CODEWITHSUNDEEP
javavolatile
James Raitsev
James Raitsev

Reputation: 96391

Uses of volatile without synchronization

Knowing that

Reads and writes are atomic for all variables declared volatile

Question1: Can this be understood as if

private volatile int x = 0;

x++; operation is atomic?

And that

Marking variable volatile does not eliminate all need to synchronize atomic actions, because memory consistency errors are still possible.

Question2: I wonder under what circumstances (if any) it is possible to see a variable marked volatile and not see any methods of blocks marked synchronized (that attempt to access/ modify the variable)?

In other words, should all variables that need to be protected from concurrent modification be marked volatile?

Upvotes: 11

Views: 1273

Answers (3)

Andrea Alciato
Andrea Alciato

Reputation: 199

As a quickly testable example that may illustrate the previous answers, this yields always a final count of 8:

import java.util.concurrent.atomic.AtomicInteger;


public class ThreadTest_synchronize {

public static void main(String[] args) {

    ThreadTest_synchronize tt = new ThreadTest_synchronize ();
    try {
        tt.go();
    } catch (InterruptedException e) {
        e.printStackTrace();
    }

}

private void go() throws InterruptedException{

    MyRunnable t = new MyRunnable();
    Thread myThread_1 = new Thread( t, "t1");
    Thread myThread_2 = new Thread( t, "t2");
    myThread_1.start();
    myThread_2.start();
    myThread_1.join();
    myThread_2.join();
    System.out.println("Processing count="+t.getCount());       

}

private class MyRunnable implements Runnable{

    private AtomicInteger count=new AtomicInteger(0);

    @Override
    public  void run() {
        for(int i=1; i< 5; i++){
            doSomething(i);
            count.getAndAdd(1);
        }           
    }


    public AtomicInteger getCount() {
        return this.count;
    }


    private void doSomething(int i) {
        try {
            Thread.sleep(i*300);
        } catch (InterruptedException e) {
            e.printStackTrace();
        }
    }
}       

}

while this generally does not:

public class ThreadTest_volatile {

public static void main(String[] args) {

    ThreadTest_volatile tt = new ThreadTest_volatile ();
    try {
        tt.go();
    } catch (InterruptedException e) {
        e.printStackTrace();
    }

}

private void go() throws InterruptedException{

    MyRunnable t = new MyRunnable();
    Thread myThread_1 = new Thread( t, "t1");
    Thread myThread_2 = new Thread( t, "t2");
    myThread_1.start();
    myThread_2.start();
    myThread_1.join();
    myThread_2.join();
    System.out.println("Processing count="+t.getCount());       

}

private class MyRunnable implements Runnable{

    private volatile int count = 0;


    @Override
    public  void run() {
        for(int i=1; i< 5; i++){
            doSomething(i);
            count++;
        }

    }

    private  int add(int count){
        return ++count;
    }


    public int getCount(){
        return count;
    }

    private void doSomething(int i) {

        try {
            Thread.sleep(i*300);
        } catch (InterruptedException e) {
            e.printStackTrace();
        }
    }
}


}

Upvotes: 0

Voo
Voo

Reputation: 30216

The volatile only gives you additional visibility guarantees, atomic writes/reads for longs/doubles (otherwise not guaranteed by the JLS, yes) and some memory order guarantees. No synchronization (it is possible though to build synchronization blocks starting with just volatile - Dekker's algorithm ) So no, it does not help you with x++ - that's still a read, inc and write and needs some form of synchronization.

▬▬▬

▶ Task details
Give again the part of the thread on Java volatile that opens with the words containing "private volatile int x" and closes with "are still possible.", changing "memory consistency errors" to "visibility errors".

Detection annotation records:
▬▬▬

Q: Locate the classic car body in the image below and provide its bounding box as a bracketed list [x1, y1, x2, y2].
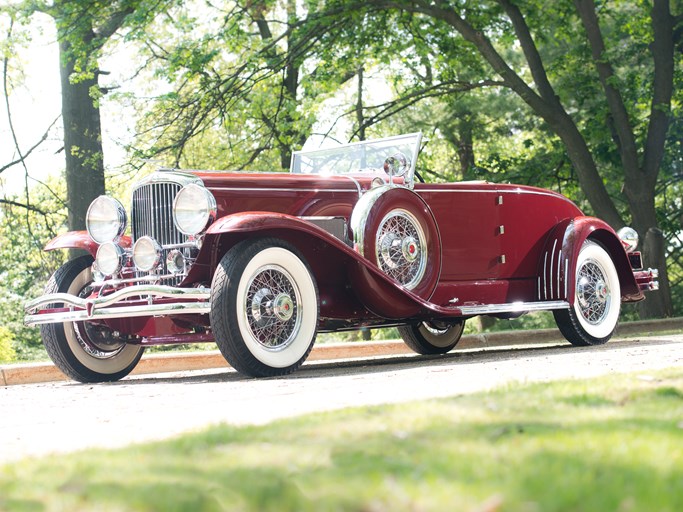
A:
[26, 134, 657, 381]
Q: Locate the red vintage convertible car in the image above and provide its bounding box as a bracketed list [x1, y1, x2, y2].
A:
[26, 133, 658, 382]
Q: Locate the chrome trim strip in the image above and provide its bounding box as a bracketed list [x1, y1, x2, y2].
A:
[536, 276, 541, 300]
[341, 174, 363, 199]
[415, 187, 574, 204]
[24, 284, 211, 318]
[539, 251, 548, 300]
[24, 302, 211, 326]
[458, 300, 569, 315]
[208, 187, 357, 194]
[557, 249, 566, 299]
[548, 238, 559, 299]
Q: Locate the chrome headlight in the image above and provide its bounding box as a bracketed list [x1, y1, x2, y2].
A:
[95, 242, 124, 276]
[173, 183, 216, 235]
[85, 196, 126, 244]
[133, 236, 161, 272]
[617, 226, 638, 252]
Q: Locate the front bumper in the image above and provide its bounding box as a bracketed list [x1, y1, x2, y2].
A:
[24, 284, 211, 325]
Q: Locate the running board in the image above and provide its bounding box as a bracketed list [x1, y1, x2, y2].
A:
[458, 300, 569, 316]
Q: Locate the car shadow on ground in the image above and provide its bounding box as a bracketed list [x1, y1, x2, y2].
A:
[92, 338, 675, 386]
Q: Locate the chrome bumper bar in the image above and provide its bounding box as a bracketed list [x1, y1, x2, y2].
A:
[24, 284, 211, 325]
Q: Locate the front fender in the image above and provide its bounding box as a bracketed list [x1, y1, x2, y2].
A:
[43, 231, 131, 258]
[190, 212, 458, 319]
[538, 217, 644, 304]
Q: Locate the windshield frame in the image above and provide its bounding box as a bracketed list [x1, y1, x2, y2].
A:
[290, 132, 422, 187]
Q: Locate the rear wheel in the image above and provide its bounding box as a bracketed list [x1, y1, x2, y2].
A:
[211, 238, 318, 377]
[40, 256, 144, 382]
[553, 240, 621, 346]
[398, 320, 465, 355]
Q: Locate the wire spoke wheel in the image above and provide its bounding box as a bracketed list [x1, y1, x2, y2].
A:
[576, 260, 612, 325]
[375, 209, 427, 289]
[210, 238, 319, 377]
[244, 265, 301, 350]
[553, 240, 621, 346]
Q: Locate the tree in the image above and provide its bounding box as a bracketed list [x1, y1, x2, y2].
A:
[3, 0, 174, 230]
[355, 0, 683, 316]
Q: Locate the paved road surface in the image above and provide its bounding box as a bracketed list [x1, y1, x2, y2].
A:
[0, 335, 683, 463]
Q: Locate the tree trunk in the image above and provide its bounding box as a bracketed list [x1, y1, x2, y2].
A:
[59, 24, 104, 230]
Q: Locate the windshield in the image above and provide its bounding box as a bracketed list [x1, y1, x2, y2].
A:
[291, 133, 422, 181]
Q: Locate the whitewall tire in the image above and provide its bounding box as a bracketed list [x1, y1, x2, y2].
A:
[554, 240, 621, 345]
[211, 238, 319, 377]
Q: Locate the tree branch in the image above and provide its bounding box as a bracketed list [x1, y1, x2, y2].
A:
[642, 0, 683, 180]
[0, 197, 48, 217]
[574, 0, 642, 182]
[0, 116, 61, 173]
[498, 0, 559, 106]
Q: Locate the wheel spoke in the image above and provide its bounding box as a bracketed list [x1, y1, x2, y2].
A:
[375, 210, 427, 289]
[245, 266, 299, 349]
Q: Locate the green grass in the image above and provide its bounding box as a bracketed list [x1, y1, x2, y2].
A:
[0, 368, 683, 512]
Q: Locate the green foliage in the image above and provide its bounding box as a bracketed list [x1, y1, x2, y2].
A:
[0, 369, 683, 512]
[0, 325, 17, 363]
[0, 177, 66, 359]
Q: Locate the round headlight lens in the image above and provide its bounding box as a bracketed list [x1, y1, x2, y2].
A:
[617, 226, 638, 252]
[166, 249, 185, 274]
[173, 183, 216, 235]
[95, 242, 123, 276]
[133, 236, 161, 272]
[85, 196, 126, 244]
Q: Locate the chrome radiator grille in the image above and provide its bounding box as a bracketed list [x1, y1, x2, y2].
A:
[131, 182, 187, 284]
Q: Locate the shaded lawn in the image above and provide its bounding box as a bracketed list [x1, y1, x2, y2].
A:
[0, 368, 683, 512]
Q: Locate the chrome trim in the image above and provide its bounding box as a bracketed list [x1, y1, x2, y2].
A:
[138, 168, 203, 191]
[24, 302, 211, 326]
[349, 185, 391, 256]
[408, 132, 422, 190]
[171, 183, 218, 236]
[24, 284, 211, 312]
[342, 174, 363, 198]
[458, 300, 569, 315]
[208, 187, 357, 194]
[85, 194, 128, 244]
[538, 251, 548, 300]
[415, 188, 574, 208]
[548, 238, 559, 299]
[557, 249, 566, 299]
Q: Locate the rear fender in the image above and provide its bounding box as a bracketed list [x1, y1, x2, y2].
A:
[43, 231, 131, 258]
[538, 217, 644, 304]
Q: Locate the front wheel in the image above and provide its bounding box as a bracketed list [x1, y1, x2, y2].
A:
[398, 320, 465, 355]
[210, 238, 318, 377]
[553, 240, 621, 346]
[40, 255, 144, 382]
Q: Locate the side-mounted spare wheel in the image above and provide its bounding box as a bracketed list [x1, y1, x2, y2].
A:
[210, 238, 319, 377]
[553, 240, 621, 346]
[40, 255, 144, 382]
[351, 186, 441, 299]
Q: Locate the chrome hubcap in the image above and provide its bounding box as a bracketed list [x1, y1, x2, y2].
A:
[245, 265, 301, 350]
[376, 210, 427, 289]
[576, 260, 612, 325]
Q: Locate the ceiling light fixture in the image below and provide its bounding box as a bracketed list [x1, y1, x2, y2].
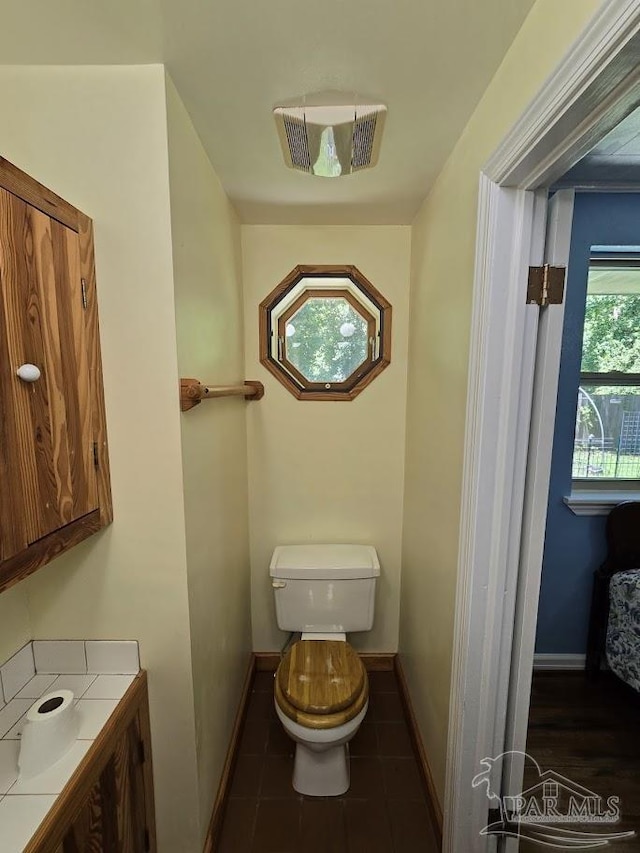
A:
[273, 99, 387, 178]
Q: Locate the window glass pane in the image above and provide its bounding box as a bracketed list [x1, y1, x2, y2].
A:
[581, 262, 640, 373]
[572, 385, 640, 480]
[285, 296, 368, 382]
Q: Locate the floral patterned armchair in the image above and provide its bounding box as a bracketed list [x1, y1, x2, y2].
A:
[586, 501, 640, 692]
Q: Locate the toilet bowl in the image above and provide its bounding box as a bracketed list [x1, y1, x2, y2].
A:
[269, 544, 380, 797]
[274, 639, 369, 797]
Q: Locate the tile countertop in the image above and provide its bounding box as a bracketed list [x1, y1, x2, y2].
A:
[0, 640, 140, 853]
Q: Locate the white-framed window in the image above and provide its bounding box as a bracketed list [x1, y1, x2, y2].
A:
[572, 247, 640, 492]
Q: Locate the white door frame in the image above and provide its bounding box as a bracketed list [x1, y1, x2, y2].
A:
[443, 0, 640, 853]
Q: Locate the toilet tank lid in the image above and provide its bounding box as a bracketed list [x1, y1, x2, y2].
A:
[269, 545, 380, 580]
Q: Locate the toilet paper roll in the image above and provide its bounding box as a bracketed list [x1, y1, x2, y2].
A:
[18, 690, 79, 778]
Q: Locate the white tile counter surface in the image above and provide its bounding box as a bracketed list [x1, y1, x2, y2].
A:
[0, 640, 140, 853]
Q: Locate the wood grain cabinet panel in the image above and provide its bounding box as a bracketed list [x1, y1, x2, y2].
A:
[0, 159, 112, 590]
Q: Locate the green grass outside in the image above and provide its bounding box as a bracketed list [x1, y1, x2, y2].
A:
[571, 447, 640, 480]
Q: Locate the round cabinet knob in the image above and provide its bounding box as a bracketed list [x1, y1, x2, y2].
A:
[16, 364, 42, 382]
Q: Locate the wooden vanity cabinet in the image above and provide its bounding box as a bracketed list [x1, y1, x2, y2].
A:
[24, 672, 156, 853]
[0, 158, 112, 590]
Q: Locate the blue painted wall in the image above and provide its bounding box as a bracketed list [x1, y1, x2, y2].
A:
[536, 193, 640, 654]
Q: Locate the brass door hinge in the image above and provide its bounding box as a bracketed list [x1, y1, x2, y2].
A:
[527, 264, 566, 307]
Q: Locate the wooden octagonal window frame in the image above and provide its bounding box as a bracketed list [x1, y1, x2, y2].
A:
[260, 265, 391, 400]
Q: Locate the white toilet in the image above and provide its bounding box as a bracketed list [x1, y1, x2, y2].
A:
[270, 545, 380, 797]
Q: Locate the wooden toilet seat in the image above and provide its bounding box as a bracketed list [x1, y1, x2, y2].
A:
[275, 640, 369, 729]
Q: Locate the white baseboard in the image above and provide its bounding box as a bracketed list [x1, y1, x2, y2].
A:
[533, 654, 586, 669]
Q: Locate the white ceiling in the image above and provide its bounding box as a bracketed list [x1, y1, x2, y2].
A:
[0, 0, 533, 224]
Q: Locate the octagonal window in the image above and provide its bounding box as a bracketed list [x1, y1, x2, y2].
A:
[260, 266, 391, 400]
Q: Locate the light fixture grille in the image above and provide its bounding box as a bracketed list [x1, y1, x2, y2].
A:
[273, 103, 387, 177]
[351, 113, 377, 172]
[283, 115, 311, 172]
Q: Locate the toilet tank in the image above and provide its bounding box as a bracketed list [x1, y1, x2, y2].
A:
[270, 545, 380, 633]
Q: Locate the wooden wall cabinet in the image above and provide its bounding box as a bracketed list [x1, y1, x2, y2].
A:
[0, 158, 113, 591]
[24, 672, 156, 853]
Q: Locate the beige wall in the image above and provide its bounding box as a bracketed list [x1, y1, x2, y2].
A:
[0, 584, 31, 663]
[0, 66, 200, 853]
[400, 0, 600, 797]
[167, 75, 251, 842]
[242, 226, 410, 651]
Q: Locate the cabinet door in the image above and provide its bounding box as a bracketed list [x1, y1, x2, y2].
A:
[62, 764, 120, 853]
[113, 715, 149, 853]
[0, 189, 98, 559]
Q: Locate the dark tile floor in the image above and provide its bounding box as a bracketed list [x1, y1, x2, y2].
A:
[218, 672, 438, 853]
[520, 672, 640, 853]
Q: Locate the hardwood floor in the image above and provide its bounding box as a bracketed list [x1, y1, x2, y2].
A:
[520, 672, 640, 853]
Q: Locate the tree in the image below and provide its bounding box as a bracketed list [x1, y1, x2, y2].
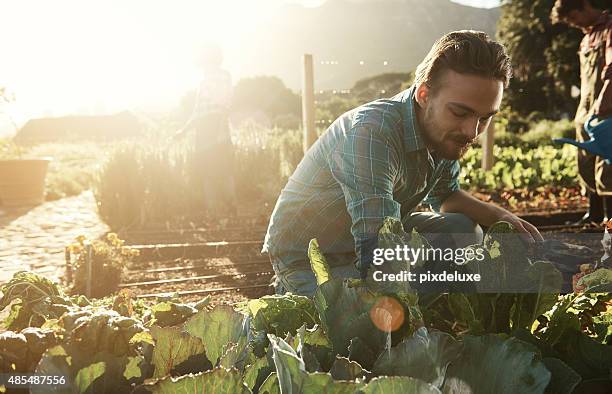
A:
[497, 0, 611, 130]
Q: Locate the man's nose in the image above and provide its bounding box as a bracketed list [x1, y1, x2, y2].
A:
[461, 117, 480, 140]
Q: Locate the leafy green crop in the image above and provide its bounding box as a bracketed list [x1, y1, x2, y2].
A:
[0, 220, 612, 394]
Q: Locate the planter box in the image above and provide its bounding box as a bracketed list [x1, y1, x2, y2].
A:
[0, 158, 51, 207]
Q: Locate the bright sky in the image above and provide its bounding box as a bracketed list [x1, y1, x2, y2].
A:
[0, 0, 498, 123]
[0, 0, 292, 120]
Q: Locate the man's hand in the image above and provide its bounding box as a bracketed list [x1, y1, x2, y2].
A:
[498, 212, 544, 244]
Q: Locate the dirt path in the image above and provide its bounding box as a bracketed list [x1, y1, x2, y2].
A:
[0, 191, 108, 283]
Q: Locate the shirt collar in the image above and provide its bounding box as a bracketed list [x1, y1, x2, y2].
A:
[398, 85, 426, 152]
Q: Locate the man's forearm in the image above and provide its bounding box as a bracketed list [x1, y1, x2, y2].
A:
[440, 190, 509, 226]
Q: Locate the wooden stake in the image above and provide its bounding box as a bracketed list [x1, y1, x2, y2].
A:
[85, 243, 93, 298]
[302, 54, 317, 153]
[64, 246, 72, 285]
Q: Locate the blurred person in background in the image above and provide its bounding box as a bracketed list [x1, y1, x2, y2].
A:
[551, 0, 612, 224]
[175, 44, 237, 217]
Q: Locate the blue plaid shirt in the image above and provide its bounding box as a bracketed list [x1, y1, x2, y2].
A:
[262, 86, 459, 270]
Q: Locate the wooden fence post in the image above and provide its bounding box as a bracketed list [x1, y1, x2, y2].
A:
[85, 243, 93, 298]
[64, 246, 72, 286]
[302, 54, 317, 153]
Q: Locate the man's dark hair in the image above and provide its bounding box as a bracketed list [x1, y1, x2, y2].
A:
[550, 0, 585, 23]
[414, 30, 512, 91]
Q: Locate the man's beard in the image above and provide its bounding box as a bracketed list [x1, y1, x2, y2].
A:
[421, 106, 474, 160]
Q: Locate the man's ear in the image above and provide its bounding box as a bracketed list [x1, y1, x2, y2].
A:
[414, 82, 430, 108]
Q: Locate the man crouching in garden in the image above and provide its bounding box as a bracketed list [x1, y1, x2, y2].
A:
[262, 31, 542, 296]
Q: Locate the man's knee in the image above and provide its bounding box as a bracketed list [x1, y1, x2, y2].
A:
[444, 213, 484, 247]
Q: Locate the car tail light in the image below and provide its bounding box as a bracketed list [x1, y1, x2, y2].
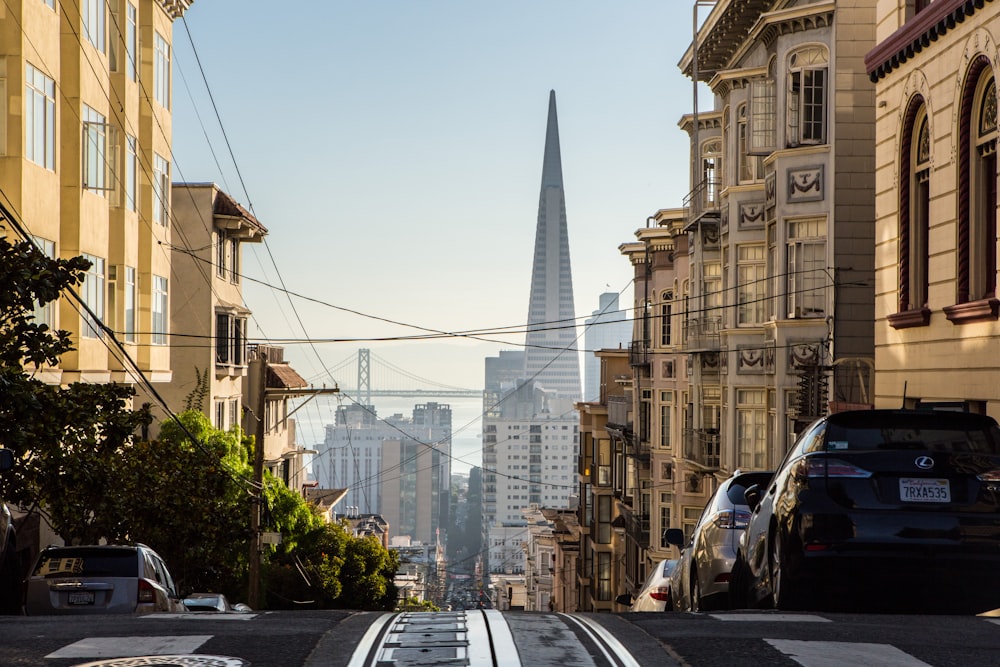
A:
[139, 579, 156, 604]
[649, 586, 670, 602]
[792, 456, 872, 479]
[712, 510, 750, 529]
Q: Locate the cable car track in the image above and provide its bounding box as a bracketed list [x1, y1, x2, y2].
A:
[347, 609, 639, 667]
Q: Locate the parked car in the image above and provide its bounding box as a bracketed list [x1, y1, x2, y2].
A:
[184, 593, 252, 614]
[615, 559, 677, 611]
[24, 544, 185, 615]
[732, 410, 1000, 612]
[665, 471, 773, 611]
[0, 448, 21, 614]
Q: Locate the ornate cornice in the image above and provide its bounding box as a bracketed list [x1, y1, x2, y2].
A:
[157, 0, 194, 20]
[865, 0, 993, 82]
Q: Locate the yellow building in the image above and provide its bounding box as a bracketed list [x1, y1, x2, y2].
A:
[865, 0, 1000, 417]
[0, 0, 192, 384]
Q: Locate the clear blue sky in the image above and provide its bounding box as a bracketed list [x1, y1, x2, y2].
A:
[173, 0, 710, 408]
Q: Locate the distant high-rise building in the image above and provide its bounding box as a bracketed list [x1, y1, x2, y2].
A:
[583, 292, 632, 401]
[313, 403, 451, 544]
[524, 90, 580, 400]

▬▬▬

▶ Full response
private volatile int x = 0;

x++; operation is atomic?

And that

Marking variable volatile does not eliminate all need to synchronize atomic actions, because visibility errors are still possible.